== Segment start ==
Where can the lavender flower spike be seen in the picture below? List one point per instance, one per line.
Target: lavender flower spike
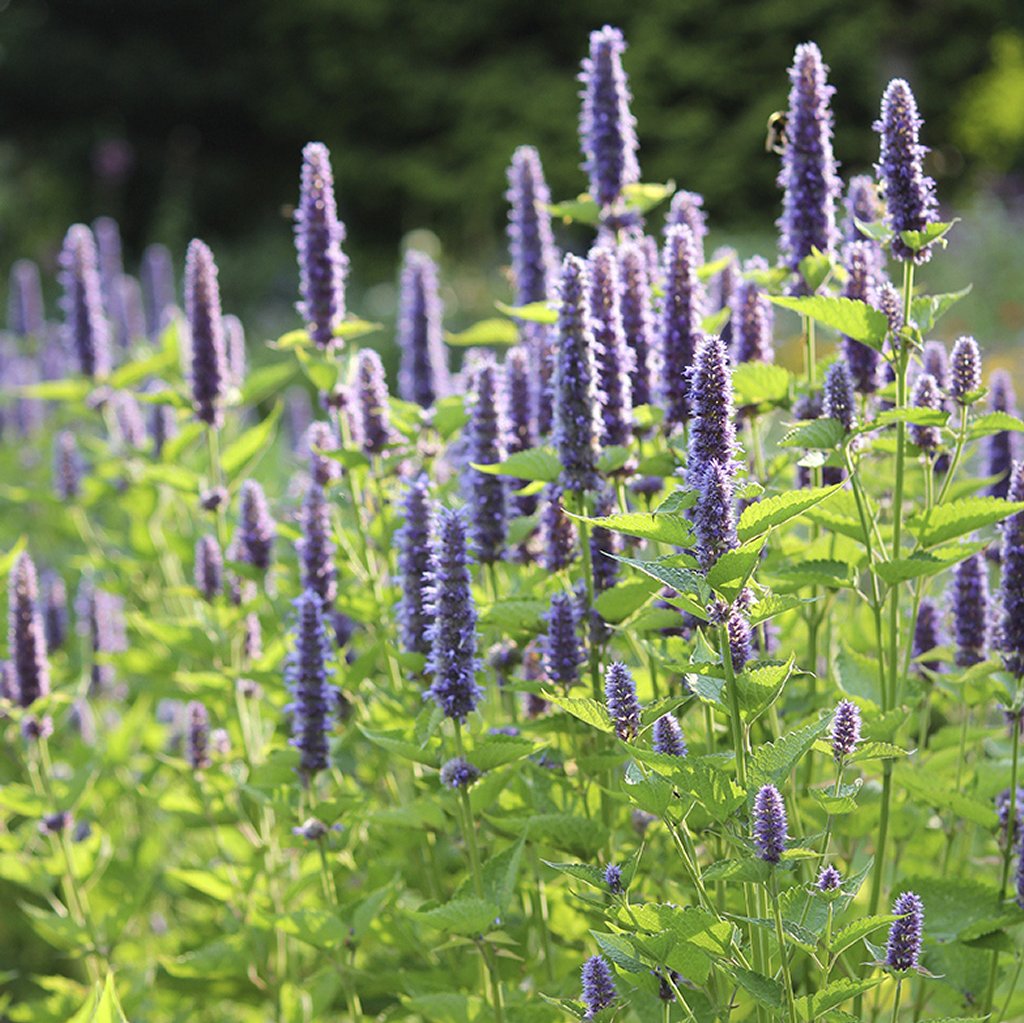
(679, 330)
(607, 129)
(909, 193)
(423, 374)
(598, 987)
(487, 494)
(209, 367)
(453, 632)
(306, 673)
(808, 176)
(769, 824)
(614, 357)
(903, 946)
(415, 540)
(1012, 589)
(969, 600)
(318, 233)
(621, 696)
(578, 406)
(85, 324)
== Segment end ==
## What needs to be done
Every record above must be copied exactly, and no picture may appear in the copy.

## Solution
Where can the lavender flower spike be seen in the picture below? List one point per instance, one per line.
Target: lavender flower spike
(679, 330)
(607, 129)
(909, 193)
(423, 374)
(598, 987)
(487, 494)
(209, 367)
(453, 632)
(306, 673)
(808, 176)
(769, 824)
(614, 357)
(903, 946)
(415, 540)
(1012, 589)
(969, 600)
(318, 233)
(621, 696)
(578, 406)
(85, 324)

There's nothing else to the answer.